EXERCISE DESCRIPTION → Rewrite every line of the listing below as a numbered list, leaving out any blank lines.
#### MATERIAL PROVIDED
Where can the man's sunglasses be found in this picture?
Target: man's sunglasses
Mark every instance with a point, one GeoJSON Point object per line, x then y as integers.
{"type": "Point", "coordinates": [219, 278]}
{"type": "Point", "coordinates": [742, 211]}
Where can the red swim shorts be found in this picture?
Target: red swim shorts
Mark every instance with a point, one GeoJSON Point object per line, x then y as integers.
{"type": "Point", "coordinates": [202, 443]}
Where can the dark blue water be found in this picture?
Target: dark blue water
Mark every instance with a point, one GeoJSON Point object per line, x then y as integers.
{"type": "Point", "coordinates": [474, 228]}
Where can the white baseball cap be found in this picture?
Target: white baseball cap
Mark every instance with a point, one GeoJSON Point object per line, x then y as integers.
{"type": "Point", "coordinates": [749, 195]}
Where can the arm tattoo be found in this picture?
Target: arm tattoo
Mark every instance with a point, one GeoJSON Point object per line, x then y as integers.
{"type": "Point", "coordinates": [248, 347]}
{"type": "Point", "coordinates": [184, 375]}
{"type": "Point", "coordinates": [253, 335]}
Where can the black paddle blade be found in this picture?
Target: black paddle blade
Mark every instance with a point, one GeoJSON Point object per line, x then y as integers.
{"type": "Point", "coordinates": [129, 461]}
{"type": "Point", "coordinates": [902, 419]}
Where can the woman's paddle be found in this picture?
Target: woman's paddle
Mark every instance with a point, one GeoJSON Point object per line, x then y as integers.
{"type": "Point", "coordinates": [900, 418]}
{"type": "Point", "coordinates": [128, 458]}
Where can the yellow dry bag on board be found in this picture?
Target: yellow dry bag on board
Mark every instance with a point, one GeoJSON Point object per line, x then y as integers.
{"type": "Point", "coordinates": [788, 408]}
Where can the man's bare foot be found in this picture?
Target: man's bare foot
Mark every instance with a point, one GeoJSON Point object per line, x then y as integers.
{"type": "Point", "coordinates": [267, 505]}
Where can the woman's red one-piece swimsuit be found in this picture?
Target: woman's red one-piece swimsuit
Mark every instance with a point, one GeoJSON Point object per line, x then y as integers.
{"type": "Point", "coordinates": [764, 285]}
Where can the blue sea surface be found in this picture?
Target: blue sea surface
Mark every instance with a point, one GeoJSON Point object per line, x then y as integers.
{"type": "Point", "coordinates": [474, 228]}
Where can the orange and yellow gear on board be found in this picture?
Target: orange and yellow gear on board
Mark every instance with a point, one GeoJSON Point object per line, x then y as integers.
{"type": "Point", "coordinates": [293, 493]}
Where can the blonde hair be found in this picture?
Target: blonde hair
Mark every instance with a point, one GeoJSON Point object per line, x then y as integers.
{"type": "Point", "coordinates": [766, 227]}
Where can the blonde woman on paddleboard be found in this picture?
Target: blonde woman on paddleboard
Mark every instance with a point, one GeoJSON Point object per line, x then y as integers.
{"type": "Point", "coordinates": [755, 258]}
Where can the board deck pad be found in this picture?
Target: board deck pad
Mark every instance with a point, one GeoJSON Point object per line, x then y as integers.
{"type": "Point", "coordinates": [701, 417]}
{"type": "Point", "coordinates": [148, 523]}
########
ANSWER FOR THE TASK →
1. Where can the man's sunglasses be found in this picture?
2. Target: man's sunglasses
3. Mark every instance with a point, one GeoJSON Point object per line, x then y as integers.
4. {"type": "Point", "coordinates": [219, 278]}
5. {"type": "Point", "coordinates": [742, 211]}
6. Where can the red swim shorts be found in this picture?
7. Target: red swim shorts
8. Mark every instance with a point, one GeoJSON Point object per line, x then y as integers.
9. {"type": "Point", "coordinates": [202, 443]}
10. Where can the dark blue water be found in this picture?
11. Target: dark blue water
12. Mark every instance with a point, one GeoJSON Point object per line, x then y as integers.
13. {"type": "Point", "coordinates": [474, 228]}
14. Where can the white baseball cap be found in this picture?
15. Target: white baseball cap
16. Mark every instance with a point, one GeoJSON Point object per line, x then y as integers.
17. {"type": "Point", "coordinates": [749, 195]}
18. Where can the arm tattoo be found in this picture?
19. Target: arm tattoo
20. Mark every instance with a point, one GeoJSON Point object per line, x then y as integers.
21. {"type": "Point", "coordinates": [248, 347]}
22. {"type": "Point", "coordinates": [184, 375]}
23. {"type": "Point", "coordinates": [253, 335]}
24. Where can the black paddle blade be found in this picture?
25. Target: black paddle blade
26. Mark every instance with a point, one GeoJSON Point object per line, x then y as integers.
27. {"type": "Point", "coordinates": [129, 461]}
28. {"type": "Point", "coordinates": [902, 419]}
29. Where can the woman's paddle be found in this picture?
30. Target: woman's paddle
31. Mark every instance with a point, one GeoJSON Point object per line, x then y as integers.
32. {"type": "Point", "coordinates": [900, 418]}
33. {"type": "Point", "coordinates": [128, 458]}
34. Where can the yellow dry bag on board be found in this picture?
35. Target: yellow dry bag on board
36. Mark every instance with a point, one GeoJSON Point object per line, x then y as integers.
37. {"type": "Point", "coordinates": [788, 408]}
38. Where can the man's bare foot be found in this picture?
39. Target: man's bare foot
40. Mark every instance with a point, one GeoJSON Point object per line, x then y as integers.
41. {"type": "Point", "coordinates": [267, 505]}
42. Where can the woman's red one-piece swimsuit be found in this picture?
43. Target: woman's red one-piece swimsuit
44. Mark every instance with a point, one GeoJSON Point object per line, x then y as integers.
45. {"type": "Point", "coordinates": [764, 285]}
46. Where can the blue sea surface be found in this picture?
47. Target: blue sea surface
48. Mark every instance with a point, one GeoJSON Point object per line, x then y as integers.
49. {"type": "Point", "coordinates": [474, 228]}
50. Where can the orange and yellow gear on board be found in this picture?
51. Target: orange and yellow gear on board
52. Mark every instance with a point, one GeoJSON Point object per line, x then y as integers.
53. {"type": "Point", "coordinates": [293, 493]}
54. Where can the blonde hair be found in this picture?
55. Target: blonde hair
56. Mark every instance with a point, one GeoJSON Point object per line, x then y as integers.
57. {"type": "Point", "coordinates": [766, 227]}
58. Where can the blonde woman on paddleboard be found in this picture?
59. Target: blonde woman on paddleboard
60. Mark every instance with a point, one GeoJSON Point object per line, x then y as integers.
61. {"type": "Point", "coordinates": [755, 258]}
62. Where can the board deck pad be found in this picture?
63. Target: board deck pad
64. Mark every instance with a point, one GeoJSON Point object per line, x then y as integers.
65. {"type": "Point", "coordinates": [701, 417]}
66. {"type": "Point", "coordinates": [148, 523]}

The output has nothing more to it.